- [Data shown]
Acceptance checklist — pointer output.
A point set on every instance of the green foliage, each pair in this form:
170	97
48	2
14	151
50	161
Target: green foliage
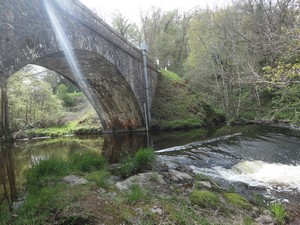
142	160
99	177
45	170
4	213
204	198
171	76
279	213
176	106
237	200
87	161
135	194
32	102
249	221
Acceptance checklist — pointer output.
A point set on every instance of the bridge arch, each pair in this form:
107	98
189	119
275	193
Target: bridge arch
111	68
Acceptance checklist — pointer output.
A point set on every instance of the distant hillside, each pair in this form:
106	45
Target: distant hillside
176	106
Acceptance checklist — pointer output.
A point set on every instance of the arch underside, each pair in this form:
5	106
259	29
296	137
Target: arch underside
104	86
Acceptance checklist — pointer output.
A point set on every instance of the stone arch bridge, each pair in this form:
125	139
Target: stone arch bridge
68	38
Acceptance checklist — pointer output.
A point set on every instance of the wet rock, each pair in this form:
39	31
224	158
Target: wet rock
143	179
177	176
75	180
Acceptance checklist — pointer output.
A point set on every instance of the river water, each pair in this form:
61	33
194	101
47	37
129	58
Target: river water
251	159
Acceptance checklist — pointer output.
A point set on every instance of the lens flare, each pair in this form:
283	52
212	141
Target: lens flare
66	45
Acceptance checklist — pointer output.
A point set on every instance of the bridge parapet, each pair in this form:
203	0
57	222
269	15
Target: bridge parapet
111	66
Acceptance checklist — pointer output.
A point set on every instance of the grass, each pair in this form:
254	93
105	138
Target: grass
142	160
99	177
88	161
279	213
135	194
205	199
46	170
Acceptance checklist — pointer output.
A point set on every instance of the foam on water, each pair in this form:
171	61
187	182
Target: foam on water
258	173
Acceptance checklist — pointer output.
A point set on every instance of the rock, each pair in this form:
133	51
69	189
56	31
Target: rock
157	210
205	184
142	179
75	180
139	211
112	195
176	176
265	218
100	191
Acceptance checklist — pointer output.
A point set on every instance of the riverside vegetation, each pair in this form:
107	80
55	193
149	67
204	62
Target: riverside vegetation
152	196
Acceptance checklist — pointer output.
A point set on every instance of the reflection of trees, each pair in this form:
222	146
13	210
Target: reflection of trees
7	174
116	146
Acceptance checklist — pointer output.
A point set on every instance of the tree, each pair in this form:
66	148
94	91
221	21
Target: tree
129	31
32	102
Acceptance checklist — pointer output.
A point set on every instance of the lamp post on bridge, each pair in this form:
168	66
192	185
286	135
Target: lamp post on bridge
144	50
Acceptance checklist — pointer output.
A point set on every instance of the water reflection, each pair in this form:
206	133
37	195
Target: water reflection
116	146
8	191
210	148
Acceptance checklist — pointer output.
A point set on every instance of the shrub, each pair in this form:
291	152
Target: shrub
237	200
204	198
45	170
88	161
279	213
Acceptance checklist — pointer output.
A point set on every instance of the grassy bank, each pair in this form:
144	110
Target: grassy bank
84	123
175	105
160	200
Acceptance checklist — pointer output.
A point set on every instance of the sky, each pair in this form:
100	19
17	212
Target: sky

- [Written exercise] Make an exact copy of the records shown above, without the pictures.

- [Output of the task]
Acceptance checklist — pointer output.
A point set on every instance of the green foliage, each pair in this form:
170	97
48	2
14	151
50	161
Target: green foliage
142	160
99	177
45	170
4	213
204	198
171	76
279	213
176	106
237	200
87	161
135	194
32	102
249	221
Acceptance checklist — pointer output.
A point set on every instance of the bridge arch, each pair in this form:
107	98
189	119
275	193
Target: bridge arch
111	68
Acceptance checklist — pointer output.
A point set on every instance of the distant hillside, each pair in this form:
106	45
Target: distant hillside
176	106
Acceptance checklist — pointer output.
A point set on every instance of the arch underside, each pair in this form:
5	106
259	29
296	137
Target: arch underside
104	86
Acceptance checklist — pointer output.
A point set on every instance of the stone arch bridge, each pair in this form:
125	139
Target: stone arch bridge
68	38
Acceptance checklist — pointer output.
A point set on every instance of the wet rock, each pair in this form:
39	31
224	158
Target: wet rock
143	179
177	176
75	180
Acceptance checklist — pointer output.
A point set on every instance of the river water, each pair in this form:
61	33
194	101
47	37
129	58
Target: river water
251	159
Acceptance checklist — pointer output.
A point set on every instance of the lens flare, each pair in this form:
283	52
212	141
Target: lens flare
66	45
Acceptance checklist — pointer output.
A point set on every instance of the bridge parapet, each pair in this form:
203	0
57	222
269	15
Target: bridge parapet
111	66
Acceptance checklist — pointer output.
A point set on every instance of the grass, each pair in this form:
254	93
105	138
Target: grass
142	160
99	177
88	161
279	213
135	194
205	199
46	170
Acceptance checklist — pointer output.
A point set on every instance of the foam on water, each pair in this form:
171	61
187	182
Target: foam on water
258	173
Acceptance checklist — pointer output.
A point set on every instance of the rock, each pair in this form:
133	51
69	189
56	31
Target: rock
157	210
205	184
142	179
75	180
139	211
112	195
176	176
265	218
100	191
Acceptance checklist — pointer output.
A point set on every instance of the riverside vegetation, each pair in this form:
107	80
55	193
149	67
204	62
Target: riverside vegetation
152	196
Acceptance checklist — pointer output.
A point set on every instance of the reflection of trees, each pair in this form:
222	146
13	210
Target: reflection of trees
7	174
116	146
Acceptance checklist — pointer output.
A point set on every instance of the tree, each pair in this form:
66	148
94	91
221	21
Target: tree
129	31
32	102
Acceptance checklist — pointer output.
A point set on every instance of the lamp post on bridge, each pair in this form:
168	66
192	185
286	135
Target: lamp post on bridge
144	50
Acceptance checklist — pointer output.
A point set on every instance of the water reflection, each pair in this form:
206	133
37	195
Target: water reflection
116	146
8	191
210	148
Acceptance checklist — pointer output.
A point set on every instance of the shrub, each pair in this form:
291	152
Target: shrub
237	200
204	198
45	170
88	161
279	213
Acceptance checklist — pointer output.
A point set on every instance of the grassy bank, each pair in this form:
144	110
Target: grassy bank
84	123
175	105
160	200
Acceptance checklist — pointer output.
A point set on every instance of the sky, each pair in this form:
100	19
17	212
Target: sky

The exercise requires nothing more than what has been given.